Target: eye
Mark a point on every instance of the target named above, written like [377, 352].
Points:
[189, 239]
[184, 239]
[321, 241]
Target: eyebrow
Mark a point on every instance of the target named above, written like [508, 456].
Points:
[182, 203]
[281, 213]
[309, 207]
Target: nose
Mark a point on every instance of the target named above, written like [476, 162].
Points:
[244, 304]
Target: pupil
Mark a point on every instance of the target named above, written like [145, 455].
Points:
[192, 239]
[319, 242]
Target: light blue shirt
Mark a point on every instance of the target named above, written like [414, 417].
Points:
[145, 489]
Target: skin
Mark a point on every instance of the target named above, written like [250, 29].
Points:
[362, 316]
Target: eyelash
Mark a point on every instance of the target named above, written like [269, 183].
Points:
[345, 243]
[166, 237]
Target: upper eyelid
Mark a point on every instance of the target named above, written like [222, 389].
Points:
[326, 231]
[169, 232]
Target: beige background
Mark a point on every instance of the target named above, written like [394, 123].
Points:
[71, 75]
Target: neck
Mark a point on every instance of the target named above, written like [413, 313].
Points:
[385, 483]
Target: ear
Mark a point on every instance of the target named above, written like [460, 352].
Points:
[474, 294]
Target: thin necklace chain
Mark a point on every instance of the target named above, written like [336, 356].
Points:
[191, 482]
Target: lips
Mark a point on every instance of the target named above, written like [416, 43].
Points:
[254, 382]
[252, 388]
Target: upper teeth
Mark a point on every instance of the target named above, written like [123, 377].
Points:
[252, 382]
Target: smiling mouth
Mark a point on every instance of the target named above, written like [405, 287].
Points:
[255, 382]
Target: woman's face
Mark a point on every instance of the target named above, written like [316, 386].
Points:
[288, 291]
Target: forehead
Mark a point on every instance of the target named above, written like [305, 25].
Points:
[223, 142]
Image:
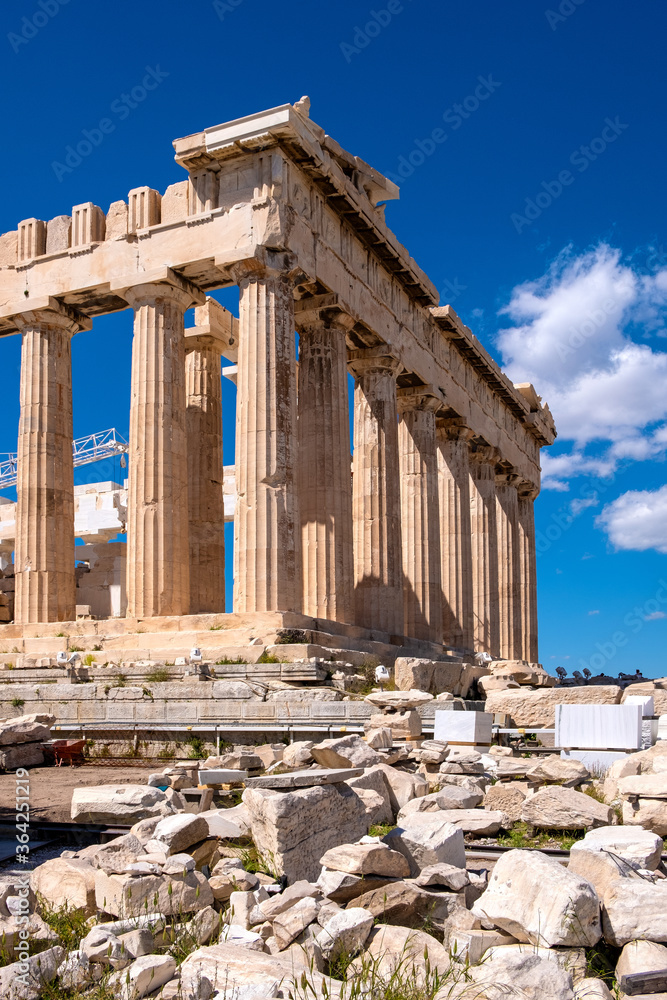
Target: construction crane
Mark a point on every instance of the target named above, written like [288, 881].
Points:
[92, 448]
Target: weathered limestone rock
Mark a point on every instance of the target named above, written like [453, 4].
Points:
[118, 803]
[145, 975]
[294, 829]
[638, 847]
[346, 751]
[449, 797]
[537, 901]
[62, 881]
[507, 799]
[599, 868]
[538, 978]
[407, 904]
[23, 729]
[374, 780]
[402, 786]
[555, 768]
[483, 822]
[179, 832]
[127, 895]
[634, 909]
[366, 859]
[425, 840]
[557, 808]
[390, 947]
[641, 956]
[291, 922]
[537, 708]
[345, 932]
[42, 968]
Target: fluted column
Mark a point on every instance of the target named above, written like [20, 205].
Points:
[509, 570]
[484, 549]
[376, 506]
[206, 508]
[455, 533]
[267, 549]
[44, 553]
[420, 528]
[324, 469]
[158, 573]
[528, 572]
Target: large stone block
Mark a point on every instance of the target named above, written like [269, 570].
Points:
[538, 901]
[119, 803]
[66, 881]
[538, 708]
[292, 830]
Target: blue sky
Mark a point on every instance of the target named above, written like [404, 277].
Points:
[529, 142]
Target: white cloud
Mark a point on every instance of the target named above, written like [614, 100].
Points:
[637, 520]
[575, 336]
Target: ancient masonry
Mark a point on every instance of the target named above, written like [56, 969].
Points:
[428, 534]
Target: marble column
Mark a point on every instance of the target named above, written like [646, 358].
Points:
[324, 479]
[376, 503]
[455, 532]
[44, 551]
[267, 537]
[486, 637]
[528, 572]
[203, 425]
[158, 568]
[420, 528]
[509, 570]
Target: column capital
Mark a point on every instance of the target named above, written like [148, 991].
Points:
[266, 263]
[318, 311]
[51, 312]
[483, 454]
[374, 360]
[453, 429]
[527, 490]
[421, 397]
[142, 289]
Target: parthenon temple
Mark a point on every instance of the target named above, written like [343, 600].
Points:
[415, 527]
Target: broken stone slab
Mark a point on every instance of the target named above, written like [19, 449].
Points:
[179, 832]
[556, 768]
[305, 779]
[119, 803]
[25, 980]
[366, 859]
[483, 822]
[634, 909]
[24, 755]
[536, 977]
[63, 881]
[340, 887]
[279, 819]
[221, 776]
[127, 895]
[288, 924]
[344, 751]
[425, 840]
[449, 797]
[638, 847]
[398, 700]
[406, 904]
[534, 898]
[23, 729]
[555, 808]
[345, 933]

▶ **What you should do**
Your answer should be every entry repeated exactly, minus the pictures.

▶ **Solution to this problem**
Target: eye
Mark a point on every instance of the target named above, written like [377, 352].
Points:
[189, 239]
[184, 239]
[321, 241]
Target: eyebrow
Mark a point on every instance of the target named above, written like [508, 456].
Points:
[182, 203]
[281, 213]
[309, 207]
Target: nose
Mark a point on every instance of the target named above, written like [476, 162].
Points:
[244, 304]
Target: pupil
Mark a point on every instance of the target named above, written like [145, 455].
Points:
[192, 239]
[319, 242]
Target: light blue shirt
Mark a point on every instance of the target named above, written like [414, 417].
Points:
[145, 489]
Target: skin
Mark a point on every instance of the target named above, written like [250, 29].
Points:
[362, 316]
Target: eyelash
Mark a point on every instance of the target named above, written like [269, 183].
Points:
[345, 243]
[166, 237]
Target: upper eyelid
Mark a point on every instance of the target named above, written like [222, 389].
Points:
[326, 231]
[169, 232]
Target: beige background
Mark a point on every instance of the target named above, written like [394, 123].
Points:
[71, 75]
Target: neck
Mark a point on every instance of the target named above, written like [413, 313].
Points:
[385, 483]
Target: ear
Mark a point on every instance of the target named above, written like [460, 352].
Points:
[474, 294]
Target: thin necklace chain
Mark a point on every instance of the target named above, written like [336, 356].
Points:
[191, 482]
Target: lips
Mark a point on every instance of the target named above, written like [416, 43].
Points:
[254, 382]
[252, 388]
Target: upper teeth
Mark a point on every instance of the target named above, written like [123, 377].
Points:
[252, 382]
Target: smiling mouth
Mark a point on every instance of the target named above, written like [405, 287].
Points:
[255, 382]
Target: woman's face
Mark a point on every instance of the target named above, written like [316, 386].
Points:
[288, 291]
Target: forehead
Mark a point on every instance of the target named above, written like [305, 25].
Points:
[223, 142]
Image:
Target: construction crane
Mark a point on every instance of the target named above, written like [288, 881].
Points:
[92, 448]
Target: weathered limestone rock
Mark a point on every instance of the target named above, written like [453, 4].
Points:
[118, 803]
[145, 975]
[294, 829]
[638, 847]
[346, 751]
[449, 797]
[537, 901]
[62, 881]
[507, 799]
[599, 868]
[538, 978]
[407, 904]
[23, 729]
[374, 780]
[402, 786]
[555, 768]
[483, 822]
[179, 832]
[127, 895]
[634, 909]
[366, 859]
[425, 840]
[557, 808]
[390, 947]
[641, 956]
[291, 922]
[537, 708]
[345, 932]
[42, 968]
Target: fluted column
Mark a point on every instance of the target named above, written like [20, 205].
Points:
[509, 570]
[484, 549]
[376, 506]
[206, 508]
[455, 533]
[267, 549]
[44, 553]
[420, 528]
[324, 469]
[158, 573]
[528, 572]
Target: large stone block
Mark a point on every instance of the target named above, written like [269, 570].
Points:
[538, 901]
[119, 803]
[66, 881]
[538, 708]
[292, 830]
Target: blue sky
Mark a point on every instance of the target named above, written like [404, 277].
Points:
[529, 142]
Target: white cloud
Mark a point on every instance of the target named above, written like [614, 100].
Points:
[637, 520]
[575, 336]
Target: ancient masonry
Mark a point on every instance of the target named above, written like [56, 969].
Points:
[428, 534]
Target: marble column
Mark a point on every instance of the target named above, written like [646, 358].
Points:
[324, 479]
[376, 503]
[455, 532]
[44, 551]
[267, 537]
[486, 637]
[528, 572]
[203, 425]
[158, 568]
[420, 528]
[509, 570]
Target: column capital
Mark a point on every instance of the target named above, written like [148, 991].
Points:
[266, 263]
[318, 311]
[51, 312]
[483, 454]
[374, 360]
[453, 429]
[527, 490]
[421, 397]
[142, 289]
Target: parthenon temple
Mark a point on every instance of the target named above, written like [343, 600].
Points:
[415, 527]
Target: broken stone slab
Mark a point on every instance of the target named above, written like [19, 449].
Points:
[179, 832]
[556, 768]
[305, 779]
[119, 803]
[25, 980]
[366, 859]
[483, 822]
[634, 909]
[24, 755]
[536, 977]
[63, 881]
[340, 887]
[279, 819]
[221, 776]
[127, 895]
[288, 924]
[344, 751]
[425, 840]
[449, 797]
[638, 847]
[398, 700]
[406, 904]
[534, 898]
[23, 729]
[555, 808]
[345, 933]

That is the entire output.